BRIEF: Quote the entries below from the line with "Target: chocolate batter" through the line with "Guideline: for each instance of the marble", both ends included, and only those lines.

Stored records:
☆ ☆ ☆
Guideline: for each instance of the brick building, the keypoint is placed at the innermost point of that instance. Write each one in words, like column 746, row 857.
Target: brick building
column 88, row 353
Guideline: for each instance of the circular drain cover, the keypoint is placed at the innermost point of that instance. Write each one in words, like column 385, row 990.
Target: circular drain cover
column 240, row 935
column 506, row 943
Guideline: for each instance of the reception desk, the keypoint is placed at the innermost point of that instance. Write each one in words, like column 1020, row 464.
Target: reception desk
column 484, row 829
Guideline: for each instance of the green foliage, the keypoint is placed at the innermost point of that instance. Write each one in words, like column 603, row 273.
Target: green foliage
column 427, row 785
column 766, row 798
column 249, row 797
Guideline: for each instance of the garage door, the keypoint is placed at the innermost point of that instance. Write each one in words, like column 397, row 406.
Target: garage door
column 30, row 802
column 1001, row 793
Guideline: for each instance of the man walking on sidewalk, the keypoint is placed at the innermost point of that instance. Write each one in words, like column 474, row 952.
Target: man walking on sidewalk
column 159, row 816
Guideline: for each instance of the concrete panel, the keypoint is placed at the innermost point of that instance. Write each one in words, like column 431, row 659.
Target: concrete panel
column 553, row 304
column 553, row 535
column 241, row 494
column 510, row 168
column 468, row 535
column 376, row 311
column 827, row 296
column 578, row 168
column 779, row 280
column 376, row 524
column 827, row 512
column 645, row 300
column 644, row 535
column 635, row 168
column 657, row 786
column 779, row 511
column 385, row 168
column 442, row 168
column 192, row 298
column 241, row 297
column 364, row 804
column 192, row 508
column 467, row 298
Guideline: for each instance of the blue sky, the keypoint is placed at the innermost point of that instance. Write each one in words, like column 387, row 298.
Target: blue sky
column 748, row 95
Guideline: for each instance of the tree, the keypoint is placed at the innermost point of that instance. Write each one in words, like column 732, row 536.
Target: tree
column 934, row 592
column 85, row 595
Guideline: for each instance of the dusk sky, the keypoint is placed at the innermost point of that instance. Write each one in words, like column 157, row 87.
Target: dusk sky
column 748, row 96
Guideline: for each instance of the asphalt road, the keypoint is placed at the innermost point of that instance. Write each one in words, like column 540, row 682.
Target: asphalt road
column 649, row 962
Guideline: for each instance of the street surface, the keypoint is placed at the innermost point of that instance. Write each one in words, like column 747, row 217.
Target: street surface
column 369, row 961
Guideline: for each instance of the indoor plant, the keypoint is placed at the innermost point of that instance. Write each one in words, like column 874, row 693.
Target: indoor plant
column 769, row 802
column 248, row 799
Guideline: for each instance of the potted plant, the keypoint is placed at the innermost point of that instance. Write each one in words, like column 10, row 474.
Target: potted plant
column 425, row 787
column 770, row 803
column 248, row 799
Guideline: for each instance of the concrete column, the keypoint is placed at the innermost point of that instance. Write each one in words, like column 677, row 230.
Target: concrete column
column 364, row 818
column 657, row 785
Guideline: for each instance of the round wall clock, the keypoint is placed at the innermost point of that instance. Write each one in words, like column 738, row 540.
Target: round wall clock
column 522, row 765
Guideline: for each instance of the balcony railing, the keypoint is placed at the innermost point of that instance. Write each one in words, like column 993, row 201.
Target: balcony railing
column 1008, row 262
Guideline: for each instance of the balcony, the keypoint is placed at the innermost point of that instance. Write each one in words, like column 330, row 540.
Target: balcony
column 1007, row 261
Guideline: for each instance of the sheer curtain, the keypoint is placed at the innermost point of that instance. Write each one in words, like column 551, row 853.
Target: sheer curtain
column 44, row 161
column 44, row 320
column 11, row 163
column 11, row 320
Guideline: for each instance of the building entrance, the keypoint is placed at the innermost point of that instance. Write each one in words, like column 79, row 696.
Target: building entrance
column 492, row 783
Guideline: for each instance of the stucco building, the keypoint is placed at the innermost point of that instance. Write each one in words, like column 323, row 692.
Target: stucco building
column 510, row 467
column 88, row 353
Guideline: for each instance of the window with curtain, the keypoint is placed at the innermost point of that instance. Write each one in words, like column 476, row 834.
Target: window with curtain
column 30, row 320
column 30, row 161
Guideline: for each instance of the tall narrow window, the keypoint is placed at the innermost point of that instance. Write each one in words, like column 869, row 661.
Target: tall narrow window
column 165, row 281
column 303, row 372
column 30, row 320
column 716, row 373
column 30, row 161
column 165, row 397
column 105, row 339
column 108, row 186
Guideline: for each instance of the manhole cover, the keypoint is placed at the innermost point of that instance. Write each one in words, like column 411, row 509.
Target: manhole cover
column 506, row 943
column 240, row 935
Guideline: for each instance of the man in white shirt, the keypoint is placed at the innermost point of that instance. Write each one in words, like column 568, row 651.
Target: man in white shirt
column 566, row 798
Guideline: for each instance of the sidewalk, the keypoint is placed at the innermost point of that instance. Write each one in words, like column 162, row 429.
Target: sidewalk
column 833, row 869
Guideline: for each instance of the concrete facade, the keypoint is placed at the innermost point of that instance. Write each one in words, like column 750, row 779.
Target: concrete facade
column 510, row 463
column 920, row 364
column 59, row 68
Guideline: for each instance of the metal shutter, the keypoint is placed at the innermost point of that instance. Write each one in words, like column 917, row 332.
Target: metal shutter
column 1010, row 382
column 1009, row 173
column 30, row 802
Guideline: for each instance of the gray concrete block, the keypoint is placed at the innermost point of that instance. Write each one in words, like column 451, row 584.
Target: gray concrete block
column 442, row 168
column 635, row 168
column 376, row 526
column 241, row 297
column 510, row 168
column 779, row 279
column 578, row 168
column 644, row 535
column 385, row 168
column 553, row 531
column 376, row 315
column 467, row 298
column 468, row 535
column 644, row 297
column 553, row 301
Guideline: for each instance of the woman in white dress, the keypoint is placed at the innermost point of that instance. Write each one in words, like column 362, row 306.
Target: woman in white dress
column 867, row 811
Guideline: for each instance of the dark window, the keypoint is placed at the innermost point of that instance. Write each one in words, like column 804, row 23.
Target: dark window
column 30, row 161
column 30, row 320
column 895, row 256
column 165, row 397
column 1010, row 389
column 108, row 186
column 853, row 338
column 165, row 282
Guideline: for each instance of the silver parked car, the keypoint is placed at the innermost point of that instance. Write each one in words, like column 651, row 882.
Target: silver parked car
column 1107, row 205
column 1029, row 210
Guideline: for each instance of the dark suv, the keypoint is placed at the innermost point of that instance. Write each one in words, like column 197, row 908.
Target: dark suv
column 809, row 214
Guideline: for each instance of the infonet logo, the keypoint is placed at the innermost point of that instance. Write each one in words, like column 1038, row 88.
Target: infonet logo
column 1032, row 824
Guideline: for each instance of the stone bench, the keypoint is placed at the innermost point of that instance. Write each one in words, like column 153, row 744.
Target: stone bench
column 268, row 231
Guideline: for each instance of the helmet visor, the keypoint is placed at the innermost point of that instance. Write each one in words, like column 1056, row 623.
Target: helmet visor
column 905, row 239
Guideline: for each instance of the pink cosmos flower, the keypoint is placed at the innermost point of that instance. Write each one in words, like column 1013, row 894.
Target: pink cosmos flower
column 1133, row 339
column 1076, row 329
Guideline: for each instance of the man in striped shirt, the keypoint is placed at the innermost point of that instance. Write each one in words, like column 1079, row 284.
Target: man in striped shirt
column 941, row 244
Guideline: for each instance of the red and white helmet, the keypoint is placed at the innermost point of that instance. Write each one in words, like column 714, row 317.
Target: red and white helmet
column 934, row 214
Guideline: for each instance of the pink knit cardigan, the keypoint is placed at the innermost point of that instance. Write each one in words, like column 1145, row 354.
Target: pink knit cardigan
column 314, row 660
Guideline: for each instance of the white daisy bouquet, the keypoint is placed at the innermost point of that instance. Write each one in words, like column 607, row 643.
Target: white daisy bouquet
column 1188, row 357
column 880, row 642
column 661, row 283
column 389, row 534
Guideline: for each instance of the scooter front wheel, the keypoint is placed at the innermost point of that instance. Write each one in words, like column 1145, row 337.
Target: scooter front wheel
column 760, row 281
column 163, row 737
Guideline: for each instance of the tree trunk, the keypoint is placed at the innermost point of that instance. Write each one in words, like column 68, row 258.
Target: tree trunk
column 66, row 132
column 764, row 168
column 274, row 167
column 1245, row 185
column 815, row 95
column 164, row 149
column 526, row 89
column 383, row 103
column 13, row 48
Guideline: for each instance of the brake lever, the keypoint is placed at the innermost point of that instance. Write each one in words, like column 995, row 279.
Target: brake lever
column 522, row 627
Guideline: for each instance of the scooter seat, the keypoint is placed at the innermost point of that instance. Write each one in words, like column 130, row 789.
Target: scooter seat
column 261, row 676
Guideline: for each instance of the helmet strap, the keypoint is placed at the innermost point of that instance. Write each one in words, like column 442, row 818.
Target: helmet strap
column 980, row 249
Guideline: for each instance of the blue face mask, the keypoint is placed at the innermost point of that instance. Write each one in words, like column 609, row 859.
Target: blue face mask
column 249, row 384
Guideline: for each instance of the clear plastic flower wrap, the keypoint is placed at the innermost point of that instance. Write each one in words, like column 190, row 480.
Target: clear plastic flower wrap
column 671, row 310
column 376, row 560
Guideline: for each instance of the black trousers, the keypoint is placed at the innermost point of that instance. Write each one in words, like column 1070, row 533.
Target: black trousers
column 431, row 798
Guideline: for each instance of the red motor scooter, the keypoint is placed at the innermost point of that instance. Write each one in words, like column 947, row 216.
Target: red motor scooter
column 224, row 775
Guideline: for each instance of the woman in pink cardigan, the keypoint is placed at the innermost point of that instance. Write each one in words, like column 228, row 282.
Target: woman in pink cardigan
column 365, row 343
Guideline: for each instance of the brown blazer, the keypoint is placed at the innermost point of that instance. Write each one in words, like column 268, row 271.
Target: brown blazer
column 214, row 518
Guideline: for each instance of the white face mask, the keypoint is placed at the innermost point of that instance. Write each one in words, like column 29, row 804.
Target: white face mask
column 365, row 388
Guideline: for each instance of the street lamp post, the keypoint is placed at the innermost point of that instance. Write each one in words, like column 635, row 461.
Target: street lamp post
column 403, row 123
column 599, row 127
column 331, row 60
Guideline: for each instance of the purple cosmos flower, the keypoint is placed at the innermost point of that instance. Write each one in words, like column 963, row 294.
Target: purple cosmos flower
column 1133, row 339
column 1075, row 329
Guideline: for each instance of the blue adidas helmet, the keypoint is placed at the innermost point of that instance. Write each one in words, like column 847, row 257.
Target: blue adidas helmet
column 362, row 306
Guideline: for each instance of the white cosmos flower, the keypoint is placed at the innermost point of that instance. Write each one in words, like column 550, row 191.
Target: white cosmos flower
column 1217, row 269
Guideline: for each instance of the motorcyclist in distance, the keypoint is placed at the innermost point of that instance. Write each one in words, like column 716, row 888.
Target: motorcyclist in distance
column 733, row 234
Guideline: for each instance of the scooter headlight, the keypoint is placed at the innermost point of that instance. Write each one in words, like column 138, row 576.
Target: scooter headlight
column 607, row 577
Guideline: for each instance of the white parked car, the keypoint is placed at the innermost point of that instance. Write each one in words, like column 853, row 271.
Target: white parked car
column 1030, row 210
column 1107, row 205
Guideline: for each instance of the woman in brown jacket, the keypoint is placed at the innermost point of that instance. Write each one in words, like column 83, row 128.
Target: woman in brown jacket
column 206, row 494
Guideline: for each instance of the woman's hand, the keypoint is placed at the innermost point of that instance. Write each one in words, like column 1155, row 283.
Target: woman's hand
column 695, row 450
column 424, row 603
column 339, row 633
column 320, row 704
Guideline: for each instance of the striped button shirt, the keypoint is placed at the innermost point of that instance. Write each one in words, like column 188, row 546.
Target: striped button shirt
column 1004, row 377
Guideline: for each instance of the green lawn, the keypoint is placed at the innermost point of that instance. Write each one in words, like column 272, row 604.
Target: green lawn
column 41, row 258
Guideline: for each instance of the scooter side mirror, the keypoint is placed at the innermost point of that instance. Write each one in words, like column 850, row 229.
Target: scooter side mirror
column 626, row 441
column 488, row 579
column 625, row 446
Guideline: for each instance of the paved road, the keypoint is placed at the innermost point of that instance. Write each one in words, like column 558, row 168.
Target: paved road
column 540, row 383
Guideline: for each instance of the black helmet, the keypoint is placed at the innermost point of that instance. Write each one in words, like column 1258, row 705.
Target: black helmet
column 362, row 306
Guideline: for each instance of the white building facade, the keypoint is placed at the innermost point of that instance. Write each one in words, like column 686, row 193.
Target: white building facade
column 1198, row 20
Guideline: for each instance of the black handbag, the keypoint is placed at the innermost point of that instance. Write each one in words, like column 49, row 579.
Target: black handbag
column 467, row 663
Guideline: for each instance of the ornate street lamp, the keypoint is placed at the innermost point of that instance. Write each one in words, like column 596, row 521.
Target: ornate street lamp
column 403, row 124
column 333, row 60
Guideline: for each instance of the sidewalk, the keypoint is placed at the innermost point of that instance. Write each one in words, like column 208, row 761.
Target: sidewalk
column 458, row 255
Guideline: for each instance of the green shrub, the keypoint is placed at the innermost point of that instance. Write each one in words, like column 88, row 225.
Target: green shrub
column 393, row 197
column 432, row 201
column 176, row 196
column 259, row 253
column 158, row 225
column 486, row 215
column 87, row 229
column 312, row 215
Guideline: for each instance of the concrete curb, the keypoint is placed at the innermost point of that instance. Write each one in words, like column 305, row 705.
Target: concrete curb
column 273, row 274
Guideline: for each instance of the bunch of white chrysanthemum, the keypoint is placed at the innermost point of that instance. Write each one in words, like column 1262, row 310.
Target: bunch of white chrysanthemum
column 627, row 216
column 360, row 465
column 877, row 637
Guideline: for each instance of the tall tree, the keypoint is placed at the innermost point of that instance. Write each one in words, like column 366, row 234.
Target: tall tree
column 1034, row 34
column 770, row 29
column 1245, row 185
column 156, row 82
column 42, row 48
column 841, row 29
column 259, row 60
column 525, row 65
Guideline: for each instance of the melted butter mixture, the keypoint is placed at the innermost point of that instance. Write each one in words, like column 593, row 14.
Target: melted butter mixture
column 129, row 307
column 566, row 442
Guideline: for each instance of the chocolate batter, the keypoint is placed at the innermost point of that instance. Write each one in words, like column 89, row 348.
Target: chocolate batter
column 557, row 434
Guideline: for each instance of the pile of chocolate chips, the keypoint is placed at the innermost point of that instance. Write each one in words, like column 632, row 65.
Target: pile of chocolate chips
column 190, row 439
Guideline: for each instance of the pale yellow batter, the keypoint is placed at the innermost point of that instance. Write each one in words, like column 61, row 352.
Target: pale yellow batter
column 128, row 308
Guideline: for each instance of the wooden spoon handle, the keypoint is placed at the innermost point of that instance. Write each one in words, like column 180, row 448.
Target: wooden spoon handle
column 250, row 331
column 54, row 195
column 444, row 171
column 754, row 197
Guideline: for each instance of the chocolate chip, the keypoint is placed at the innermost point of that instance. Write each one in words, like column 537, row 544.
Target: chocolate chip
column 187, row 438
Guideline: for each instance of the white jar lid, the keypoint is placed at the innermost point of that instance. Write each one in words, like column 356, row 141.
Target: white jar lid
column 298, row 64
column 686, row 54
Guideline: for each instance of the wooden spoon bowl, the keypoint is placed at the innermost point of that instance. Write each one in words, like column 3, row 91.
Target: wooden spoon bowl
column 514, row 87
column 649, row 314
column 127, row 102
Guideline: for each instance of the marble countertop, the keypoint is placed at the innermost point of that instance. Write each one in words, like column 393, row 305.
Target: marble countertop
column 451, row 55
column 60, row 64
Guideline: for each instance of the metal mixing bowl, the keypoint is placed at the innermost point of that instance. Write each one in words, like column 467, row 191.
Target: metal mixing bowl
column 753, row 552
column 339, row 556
☆ ☆ ☆
SOLUTION FOR THIS EXERCISE:
Target: chocolate batter
column 557, row 434
Guideline: for each instance of the pile of chocolate chips, the keypoint is placed at the innermost point of that instance. Write each one in words, like column 632, row 65.
Target: pile of chocolate chips
column 190, row 439
Guideline: for each instance of the pale yellow batter, the keypoint is placed at the innermost point of that instance. Write each one in words, like column 61, row 352.
Target: pale yellow batter
column 128, row 308
Guideline: for each instance of the wooden spoon handle, the keypoint is placed at the innermost point of that instance. Write each one in words, like column 180, row 448.
Target: wooden spoon handle
column 250, row 331
column 54, row 195
column 444, row 171
column 754, row 197
Guideline: for each instance of the chocolate chip, the keypoint is placed at the innermost point of that instance. Write each one in words, like column 537, row 544.
Target: chocolate chip
column 187, row 438
Guideline: for each instance of the white jar lid, the keypoint is placed at the innermost point of that instance. Write each one in words, like column 356, row 141.
Target: white jar lid
column 298, row 64
column 686, row 54
Guideline: for each instance of the wooden spoon bowl, the keypoint is placed at the innermost point of that instance. Write each one in words, like column 3, row 91.
Target: wooden spoon bowl
column 514, row 87
column 649, row 314
column 127, row 102
Guideline: for each instance of the marble countertop, the keypoint is placed at the innermost point of that instance. Write each one in words, like column 393, row 305.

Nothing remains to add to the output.